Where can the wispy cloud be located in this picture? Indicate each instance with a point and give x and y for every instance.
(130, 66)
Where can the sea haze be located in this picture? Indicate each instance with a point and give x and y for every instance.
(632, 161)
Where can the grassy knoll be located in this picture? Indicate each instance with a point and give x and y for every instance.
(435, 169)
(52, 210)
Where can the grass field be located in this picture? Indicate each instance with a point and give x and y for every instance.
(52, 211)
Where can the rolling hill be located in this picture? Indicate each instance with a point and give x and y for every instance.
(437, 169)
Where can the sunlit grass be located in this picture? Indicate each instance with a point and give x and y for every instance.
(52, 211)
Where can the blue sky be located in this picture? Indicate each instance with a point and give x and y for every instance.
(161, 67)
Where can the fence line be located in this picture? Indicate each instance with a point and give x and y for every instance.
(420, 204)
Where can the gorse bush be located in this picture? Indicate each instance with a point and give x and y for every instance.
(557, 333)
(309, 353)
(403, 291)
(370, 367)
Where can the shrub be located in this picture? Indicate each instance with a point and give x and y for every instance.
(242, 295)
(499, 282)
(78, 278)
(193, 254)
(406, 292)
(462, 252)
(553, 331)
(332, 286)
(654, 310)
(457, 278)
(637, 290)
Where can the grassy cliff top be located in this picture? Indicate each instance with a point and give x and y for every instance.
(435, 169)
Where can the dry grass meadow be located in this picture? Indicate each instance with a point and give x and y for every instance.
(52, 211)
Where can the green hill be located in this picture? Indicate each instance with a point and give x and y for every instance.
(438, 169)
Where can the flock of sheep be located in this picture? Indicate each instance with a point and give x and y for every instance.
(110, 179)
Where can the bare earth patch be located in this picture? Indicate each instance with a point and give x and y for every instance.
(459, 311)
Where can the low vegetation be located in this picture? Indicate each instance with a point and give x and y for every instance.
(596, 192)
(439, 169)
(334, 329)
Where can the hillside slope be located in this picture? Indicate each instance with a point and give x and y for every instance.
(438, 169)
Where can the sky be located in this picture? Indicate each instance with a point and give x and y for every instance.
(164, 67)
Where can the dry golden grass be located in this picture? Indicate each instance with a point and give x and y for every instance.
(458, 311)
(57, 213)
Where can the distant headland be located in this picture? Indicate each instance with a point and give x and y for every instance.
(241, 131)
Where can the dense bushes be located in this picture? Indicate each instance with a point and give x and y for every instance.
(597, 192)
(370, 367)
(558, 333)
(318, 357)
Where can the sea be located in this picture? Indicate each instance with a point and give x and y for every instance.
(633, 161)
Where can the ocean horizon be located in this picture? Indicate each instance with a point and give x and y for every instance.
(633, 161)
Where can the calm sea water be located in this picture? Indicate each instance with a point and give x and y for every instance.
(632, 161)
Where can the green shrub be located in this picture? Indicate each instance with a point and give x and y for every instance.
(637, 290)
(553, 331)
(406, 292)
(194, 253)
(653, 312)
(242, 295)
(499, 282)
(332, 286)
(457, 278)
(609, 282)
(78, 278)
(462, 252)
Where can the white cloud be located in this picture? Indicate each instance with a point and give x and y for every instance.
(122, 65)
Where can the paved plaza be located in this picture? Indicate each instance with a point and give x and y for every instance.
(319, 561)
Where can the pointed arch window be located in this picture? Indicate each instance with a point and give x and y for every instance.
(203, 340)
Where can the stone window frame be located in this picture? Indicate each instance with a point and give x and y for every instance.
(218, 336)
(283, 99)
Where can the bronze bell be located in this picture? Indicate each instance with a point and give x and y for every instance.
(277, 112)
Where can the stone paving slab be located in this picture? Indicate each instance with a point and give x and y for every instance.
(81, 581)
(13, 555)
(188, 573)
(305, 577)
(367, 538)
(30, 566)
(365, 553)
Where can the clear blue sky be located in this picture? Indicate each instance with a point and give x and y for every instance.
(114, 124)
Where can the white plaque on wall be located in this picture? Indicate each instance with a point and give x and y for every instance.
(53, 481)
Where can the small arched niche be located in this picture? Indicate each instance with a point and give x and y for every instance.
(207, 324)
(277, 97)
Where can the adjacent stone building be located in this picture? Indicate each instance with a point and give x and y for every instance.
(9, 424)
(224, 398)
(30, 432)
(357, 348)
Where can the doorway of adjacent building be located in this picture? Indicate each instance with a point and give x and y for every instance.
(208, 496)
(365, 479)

■ **Task requirements**
Return the listing above in full, character for character.

■ **Problem solution**
Where can the wispy cloud be located in this picture? Indicate each instance with a point and give x and y for every instance.
(130, 66)
Where can the sea haze be located in this picture? Indicate each instance with a point and give x and y for every instance.
(632, 161)
Where can the grassy knoll be located in this picture? Indicate each instance with a point and give x and y for every instance.
(435, 169)
(52, 210)
Where can the grass field be located in this picture? Indicate each instance with a point and give x and y for every instance.
(52, 211)
Where can the rolling hill be located in this picture? Indicate each instance with a point and give x and y for every instance.
(437, 169)
Where can the sunlit grass be located in this picture? Indicate each instance with a point and give x and y for every instance.
(52, 211)
Where can the blue sky be located in this picture? Indicate each instance with a point and give x and y for every instance.
(161, 67)
Where can the fence line be located in this picture? Indicate each instance with a point and give x and y for every instance.
(420, 204)
Where can the gorse bush be located in this picture? Indicate each instance with a point and give x and y for every instance.
(557, 333)
(309, 353)
(403, 291)
(370, 367)
Where can the shrub be located in this picture? Indicate each instance with a point and give x and y for every instance.
(242, 295)
(499, 282)
(78, 278)
(193, 254)
(406, 292)
(462, 252)
(553, 331)
(332, 286)
(654, 310)
(457, 278)
(637, 290)
Where can the grassy cliff top be located in this picture? Indicate each instance with a point and give x and y for every instance.
(435, 169)
Where can the dry grass meadow be located in this picture? Indicate each instance with a point and give x and y for every instance.
(52, 211)
Where can the green hill be located in this picture? Indicate each instance with a point and give x and y for every instance.
(438, 169)
Where can the flock of sheep be located in this picture? Indicate each instance with a point and give x and y for every instance.
(110, 179)
Where can the bare earth patch be located in this picture? Indicate each instance with a point and give x and y for every instance.
(459, 311)
Where can the low vegetation be located in this picture? Indicate each instance with a point and give x and y for every instance.
(596, 192)
(439, 169)
(334, 329)
Where can the hillside slope be located in this picture? Indicate each instance with a point and give x and y for every instance.
(438, 169)
Where can the sky be located in this picture? Indicate each instance with a point and give x and y for every instance.
(164, 67)
Where can the dry golden grass be located in this picture? Indicate each instance with a point and give x and y for every instance.
(458, 311)
(57, 213)
Where can the distant headland be located in this picture? Indicate each instance with a point and give x and y for every instance.
(241, 131)
Where can the dense bushes be located in this picture? Indicate each instance with a point and give x and y for every instance.
(597, 192)
(370, 367)
(558, 333)
(318, 357)
Where can the sea be located in this picture? Indicate each instance with a point and give x and y for every instance.
(633, 161)
Where can the ocean horizon be located in this picture? Indicate each instance with a point and give x and y for every instance.
(633, 161)
Where can the calm sea water be located in this picture? Indicate each instance with a point and give x and y for every instance.
(632, 161)
Where can the green shrub be located in this picture? Indicate each instance with a point and give x and y for every instance.
(637, 290)
(553, 331)
(406, 292)
(194, 253)
(653, 312)
(242, 295)
(499, 282)
(332, 286)
(457, 278)
(609, 282)
(78, 278)
(462, 252)
Where can the white cloud be located in this picture? Indicate each instance with a point and give x and y for every instance.
(122, 65)
Where can the paved plaza be located in this picture? Indicate each instance with a point and give x and y for every instance.
(319, 561)
Where can the pointed arch window be located in this picture? Indicate each instance with a point and give x and y for every instance.
(203, 340)
Where can the stone window frame be located in this picture? Indicate each instance with a point and give x and y for every instance.
(218, 336)
(283, 99)
Where can the bronze bell be located in this picture? Indicate each instance with a point and give x and y for every instance.
(277, 112)
Where can the stone paving slab be located in this picture? Indicate each instance with a point and give x and y for every instance.
(81, 581)
(13, 555)
(188, 573)
(305, 577)
(367, 538)
(30, 566)
(365, 553)
Where can the clear blue sky be located in this picture? Indicate each instance with a point and give x and y for every instance.
(114, 124)
Where can the white plaque on wall be located in this picture? Indicate each instance with a point and give x and y for every instance.
(53, 481)
Where can the small arched niche be located in this picture? Indicate each instance with a point and give x and y for every instance.
(207, 324)
(277, 97)
Where can the adjacent stone building be located in this picture? Indicate each instance with a point and give x and y for every instance.
(9, 424)
(224, 398)
(30, 432)
(357, 348)
Where can the doorway of adjacent building be located in this picture? Indicate each instance with a point and give x and y for every instance.
(208, 496)
(365, 479)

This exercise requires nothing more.